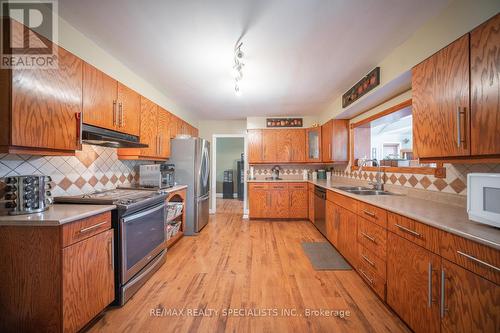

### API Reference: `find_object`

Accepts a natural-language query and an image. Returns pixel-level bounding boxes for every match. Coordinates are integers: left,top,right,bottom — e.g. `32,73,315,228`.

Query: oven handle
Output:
122,203,166,223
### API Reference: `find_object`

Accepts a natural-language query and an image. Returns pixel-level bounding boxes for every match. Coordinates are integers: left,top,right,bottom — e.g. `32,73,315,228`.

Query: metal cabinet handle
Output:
440,269,448,318
359,268,373,285
113,100,116,126
80,221,108,234
363,209,377,218
457,250,500,272
361,254,375,267
427,262,432,308
109,236,115,271
361,232,376,243
394,223,422,238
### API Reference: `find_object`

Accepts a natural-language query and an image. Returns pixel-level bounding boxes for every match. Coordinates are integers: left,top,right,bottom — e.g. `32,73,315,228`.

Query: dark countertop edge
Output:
247,179,500,250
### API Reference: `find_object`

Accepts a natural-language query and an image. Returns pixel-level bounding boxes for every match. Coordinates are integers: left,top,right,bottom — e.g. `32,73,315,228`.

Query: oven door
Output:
120,203,165,284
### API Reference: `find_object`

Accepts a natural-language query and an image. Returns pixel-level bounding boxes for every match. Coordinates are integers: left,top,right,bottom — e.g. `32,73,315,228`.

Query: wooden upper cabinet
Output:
306,127,322,162
321,120,333,162
262,130,278,163
62,230,115,332
441,259,500,333
470,14,500,155
117,82,141,136
83,63,118,130
140,97,159,157
247,129,262,163
412,34,470,158
158,107,171,158
9,44,83,153
321,119,349,162
387,232,441,333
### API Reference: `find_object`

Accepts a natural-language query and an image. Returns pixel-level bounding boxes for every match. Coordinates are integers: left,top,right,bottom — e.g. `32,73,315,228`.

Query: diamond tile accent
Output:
420,176,432,189
450,178,465,193
408,175,418,187
432,178,448,191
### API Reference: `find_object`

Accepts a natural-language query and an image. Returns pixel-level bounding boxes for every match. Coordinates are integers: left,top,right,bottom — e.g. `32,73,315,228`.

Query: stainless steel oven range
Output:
55,189,166,305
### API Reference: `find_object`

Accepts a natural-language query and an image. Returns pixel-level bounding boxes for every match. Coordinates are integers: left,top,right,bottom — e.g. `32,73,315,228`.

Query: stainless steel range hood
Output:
82,124,148,148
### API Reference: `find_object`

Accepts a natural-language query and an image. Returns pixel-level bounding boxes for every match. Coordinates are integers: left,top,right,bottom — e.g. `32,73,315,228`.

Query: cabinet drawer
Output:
358,202,387,228
358,244,387,281
439,230,500,284
357,261,385,301
288,183,307,190
248,183,269,191
62,212,111,247
269,183,288,190
326,191,358,213
387,213,439,253
358,216,387,260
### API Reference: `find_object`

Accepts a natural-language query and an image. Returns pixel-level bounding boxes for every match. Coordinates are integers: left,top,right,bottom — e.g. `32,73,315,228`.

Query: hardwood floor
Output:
89,200,409,332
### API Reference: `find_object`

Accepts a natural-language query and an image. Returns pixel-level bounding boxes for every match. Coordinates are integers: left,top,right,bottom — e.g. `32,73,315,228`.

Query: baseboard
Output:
215,193,238,199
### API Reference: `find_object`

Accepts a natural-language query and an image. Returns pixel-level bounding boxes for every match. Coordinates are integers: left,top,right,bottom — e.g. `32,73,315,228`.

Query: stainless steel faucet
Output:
359,158,384,191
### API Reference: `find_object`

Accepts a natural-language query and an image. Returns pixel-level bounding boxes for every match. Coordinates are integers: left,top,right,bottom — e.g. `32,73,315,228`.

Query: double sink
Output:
333,186,396,195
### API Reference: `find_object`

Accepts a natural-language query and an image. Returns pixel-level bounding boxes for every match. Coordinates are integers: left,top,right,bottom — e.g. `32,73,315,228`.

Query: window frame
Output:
349,99,446,178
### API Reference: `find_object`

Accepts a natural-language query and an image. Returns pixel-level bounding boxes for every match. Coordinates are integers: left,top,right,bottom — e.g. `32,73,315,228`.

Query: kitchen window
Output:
351,100,445,177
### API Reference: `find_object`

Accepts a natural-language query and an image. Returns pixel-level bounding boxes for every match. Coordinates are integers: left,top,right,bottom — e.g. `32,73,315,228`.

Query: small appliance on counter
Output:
467,173,500,228
0,175,54,215
139,163,175,189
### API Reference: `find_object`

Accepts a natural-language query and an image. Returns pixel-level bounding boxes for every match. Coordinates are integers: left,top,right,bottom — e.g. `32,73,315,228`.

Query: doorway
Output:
210,134,247,214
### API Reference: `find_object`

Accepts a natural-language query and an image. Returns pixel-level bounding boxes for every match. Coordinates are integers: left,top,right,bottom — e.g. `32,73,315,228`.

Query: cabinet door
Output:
247,130,262,163
441,259,500,333
290,129,306,162
307,187,314,223
321,120,332,162
288,183,309,219
248,184,271,219
325,201,340,247
83,63,118,130
11,44,83,150
306,127,321,162
118,82,141,136
140,97,159,157
274,129,294,163
266,185,290,219
387,232,441,333
338,206,358,266
262,130,278,163
412,34,470,158
158,107,170,158
62,230,115,332
470,14,500,155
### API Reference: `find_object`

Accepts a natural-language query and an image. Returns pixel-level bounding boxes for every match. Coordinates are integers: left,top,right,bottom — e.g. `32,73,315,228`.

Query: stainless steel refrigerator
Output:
170,138,210,235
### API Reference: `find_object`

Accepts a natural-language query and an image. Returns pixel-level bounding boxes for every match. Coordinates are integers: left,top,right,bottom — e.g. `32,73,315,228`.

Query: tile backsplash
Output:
0,145,148,196
250,163,500,195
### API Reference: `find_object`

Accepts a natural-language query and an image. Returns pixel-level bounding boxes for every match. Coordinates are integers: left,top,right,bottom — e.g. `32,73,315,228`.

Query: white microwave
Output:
467,173,500,228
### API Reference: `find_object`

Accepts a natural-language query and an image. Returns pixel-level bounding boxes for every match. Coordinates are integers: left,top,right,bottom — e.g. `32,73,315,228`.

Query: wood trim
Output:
351,166,446,178
351,98,412,128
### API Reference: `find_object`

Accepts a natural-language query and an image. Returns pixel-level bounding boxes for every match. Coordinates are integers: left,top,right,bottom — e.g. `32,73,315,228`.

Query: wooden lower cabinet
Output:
62,229,115,332
441,259,500,333
387,232,441,333
0,212,115,332
248,182,309,220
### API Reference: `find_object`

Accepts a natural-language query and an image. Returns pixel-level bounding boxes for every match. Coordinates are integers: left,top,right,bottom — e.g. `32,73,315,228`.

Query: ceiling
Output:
59,0,449,119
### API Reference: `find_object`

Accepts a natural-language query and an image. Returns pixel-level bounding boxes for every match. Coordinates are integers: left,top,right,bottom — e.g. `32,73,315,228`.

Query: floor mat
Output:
301,242,352,271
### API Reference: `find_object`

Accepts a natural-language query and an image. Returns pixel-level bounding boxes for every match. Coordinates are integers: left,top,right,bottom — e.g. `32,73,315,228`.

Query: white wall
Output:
52,12,198,127
320,0,500,122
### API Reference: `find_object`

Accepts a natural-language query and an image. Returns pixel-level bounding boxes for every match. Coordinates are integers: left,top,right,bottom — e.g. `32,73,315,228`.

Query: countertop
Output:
248,179,500,250
0,204,116,226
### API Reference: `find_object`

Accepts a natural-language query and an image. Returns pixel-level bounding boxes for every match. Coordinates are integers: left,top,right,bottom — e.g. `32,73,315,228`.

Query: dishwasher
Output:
314,186,326,237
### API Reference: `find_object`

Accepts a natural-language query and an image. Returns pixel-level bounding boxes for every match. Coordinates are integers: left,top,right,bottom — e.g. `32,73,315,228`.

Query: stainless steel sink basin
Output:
346,190,395,195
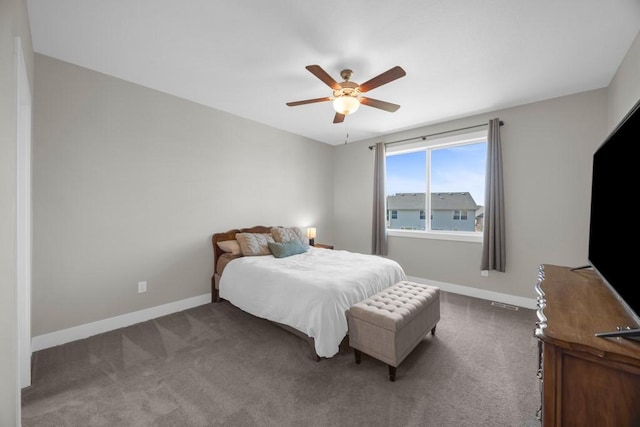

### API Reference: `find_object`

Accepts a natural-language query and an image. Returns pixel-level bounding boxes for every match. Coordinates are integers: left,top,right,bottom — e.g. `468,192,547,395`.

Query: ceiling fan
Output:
287,65,407,123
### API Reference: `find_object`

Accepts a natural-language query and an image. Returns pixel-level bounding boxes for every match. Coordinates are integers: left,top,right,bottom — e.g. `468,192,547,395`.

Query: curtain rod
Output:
369,120,504,150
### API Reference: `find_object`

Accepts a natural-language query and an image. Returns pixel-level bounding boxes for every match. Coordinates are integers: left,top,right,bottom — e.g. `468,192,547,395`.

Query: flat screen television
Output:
588,100,640,339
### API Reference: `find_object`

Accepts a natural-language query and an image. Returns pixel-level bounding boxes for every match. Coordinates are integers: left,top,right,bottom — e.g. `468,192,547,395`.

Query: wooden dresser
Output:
534,264,640,427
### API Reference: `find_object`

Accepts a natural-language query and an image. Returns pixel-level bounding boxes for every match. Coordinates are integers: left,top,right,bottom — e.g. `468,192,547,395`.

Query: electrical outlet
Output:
138,282,147,294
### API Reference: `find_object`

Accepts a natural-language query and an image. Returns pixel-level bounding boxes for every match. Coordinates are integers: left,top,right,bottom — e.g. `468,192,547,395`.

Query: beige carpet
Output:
22,292,540,427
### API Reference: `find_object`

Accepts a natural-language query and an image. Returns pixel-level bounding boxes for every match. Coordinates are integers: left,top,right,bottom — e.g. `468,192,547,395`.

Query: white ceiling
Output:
27,0,640,145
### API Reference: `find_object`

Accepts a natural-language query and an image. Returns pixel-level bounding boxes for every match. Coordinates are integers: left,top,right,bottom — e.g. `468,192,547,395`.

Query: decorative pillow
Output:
271,227,309,246
218,240,242,254
268,239,307,258
236,233,274,256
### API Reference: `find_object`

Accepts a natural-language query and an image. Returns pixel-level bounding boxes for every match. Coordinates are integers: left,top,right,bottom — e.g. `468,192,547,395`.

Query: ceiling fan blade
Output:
360,97,400,113
305,65,342,90
287,96,331,107
360,65,407,93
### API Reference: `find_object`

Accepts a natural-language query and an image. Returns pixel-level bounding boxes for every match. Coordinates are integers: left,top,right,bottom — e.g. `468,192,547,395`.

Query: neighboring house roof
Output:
387,192,479,210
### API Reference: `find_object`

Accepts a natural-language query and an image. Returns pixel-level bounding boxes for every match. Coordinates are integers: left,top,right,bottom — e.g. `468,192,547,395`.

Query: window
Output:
386,131,487,241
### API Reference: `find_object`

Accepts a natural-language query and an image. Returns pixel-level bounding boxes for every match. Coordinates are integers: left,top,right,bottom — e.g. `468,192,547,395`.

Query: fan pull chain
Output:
344,123,349,145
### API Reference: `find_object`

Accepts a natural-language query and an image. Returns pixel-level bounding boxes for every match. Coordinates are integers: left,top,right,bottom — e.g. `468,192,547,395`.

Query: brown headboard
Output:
211,225,271,275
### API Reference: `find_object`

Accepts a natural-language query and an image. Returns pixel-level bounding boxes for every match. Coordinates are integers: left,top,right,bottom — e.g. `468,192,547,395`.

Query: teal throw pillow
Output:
267,240,307,258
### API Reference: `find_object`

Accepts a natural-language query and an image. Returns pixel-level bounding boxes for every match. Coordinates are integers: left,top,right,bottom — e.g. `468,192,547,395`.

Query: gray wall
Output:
334,86,624,299
32,55,333,336
608,32,640,130
333,29,640,299
0,0,33,426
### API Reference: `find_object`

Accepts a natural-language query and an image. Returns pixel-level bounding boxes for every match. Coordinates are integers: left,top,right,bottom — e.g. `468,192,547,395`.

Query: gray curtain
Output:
371,142,387,256
480,118,507,272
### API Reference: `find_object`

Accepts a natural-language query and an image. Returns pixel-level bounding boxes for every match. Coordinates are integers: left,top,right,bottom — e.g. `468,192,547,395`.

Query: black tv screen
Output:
589,101,640,328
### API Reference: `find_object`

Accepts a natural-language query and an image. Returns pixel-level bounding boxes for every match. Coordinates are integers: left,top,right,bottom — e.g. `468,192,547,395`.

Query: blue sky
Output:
386,143,486,206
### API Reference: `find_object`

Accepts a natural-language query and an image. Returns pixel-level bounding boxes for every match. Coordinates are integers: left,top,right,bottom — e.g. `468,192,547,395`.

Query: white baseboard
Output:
31,276,537,351
407,277,538,309
31,293,211,351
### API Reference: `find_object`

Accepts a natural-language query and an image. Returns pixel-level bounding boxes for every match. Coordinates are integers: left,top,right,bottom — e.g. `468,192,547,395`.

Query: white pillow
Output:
271,227,309,247
218,240,242,254
236,233,274,256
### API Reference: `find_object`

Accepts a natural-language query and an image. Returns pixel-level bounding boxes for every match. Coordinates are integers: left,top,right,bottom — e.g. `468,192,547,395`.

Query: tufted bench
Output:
347,281,440,381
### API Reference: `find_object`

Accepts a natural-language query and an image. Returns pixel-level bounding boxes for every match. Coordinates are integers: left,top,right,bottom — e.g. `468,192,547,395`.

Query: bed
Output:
211,226,406,360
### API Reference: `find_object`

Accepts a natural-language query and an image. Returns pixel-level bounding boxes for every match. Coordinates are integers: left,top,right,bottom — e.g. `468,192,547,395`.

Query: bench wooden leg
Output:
389,365,396,382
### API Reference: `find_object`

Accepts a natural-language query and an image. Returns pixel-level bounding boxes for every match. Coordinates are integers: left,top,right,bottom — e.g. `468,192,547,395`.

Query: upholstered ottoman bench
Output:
347,281,440,381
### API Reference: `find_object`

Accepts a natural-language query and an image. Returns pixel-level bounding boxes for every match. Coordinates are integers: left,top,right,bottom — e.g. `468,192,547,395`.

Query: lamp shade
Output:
333,95,360,116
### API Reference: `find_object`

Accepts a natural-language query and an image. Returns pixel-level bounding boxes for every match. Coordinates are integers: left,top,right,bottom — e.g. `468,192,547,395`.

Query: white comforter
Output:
220,247,406,357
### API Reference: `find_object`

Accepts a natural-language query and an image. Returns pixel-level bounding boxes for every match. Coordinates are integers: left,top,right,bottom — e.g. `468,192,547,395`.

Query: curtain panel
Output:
371,142,388,256
480,118,507,272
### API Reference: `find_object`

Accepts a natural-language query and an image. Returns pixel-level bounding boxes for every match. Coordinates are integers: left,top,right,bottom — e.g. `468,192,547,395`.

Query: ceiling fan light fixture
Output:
333,95,360,116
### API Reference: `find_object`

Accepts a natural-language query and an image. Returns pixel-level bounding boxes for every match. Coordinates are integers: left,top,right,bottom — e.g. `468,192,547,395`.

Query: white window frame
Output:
386,129,487,243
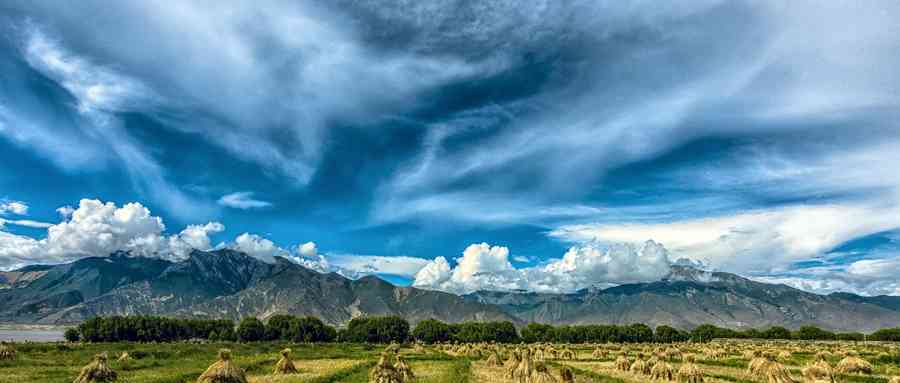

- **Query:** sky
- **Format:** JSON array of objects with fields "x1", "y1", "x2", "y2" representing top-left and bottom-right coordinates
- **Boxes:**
[{"x1": 0, "y1": 0, "x2": 900, "y2": 295}]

§ §

== Exercise details ==
Gather every line of the records above that contains the string "baseboard", and copy each one in full. Matches must have the same case.

== Answer to this problem ==
Query: baseboard
Query: white baseboard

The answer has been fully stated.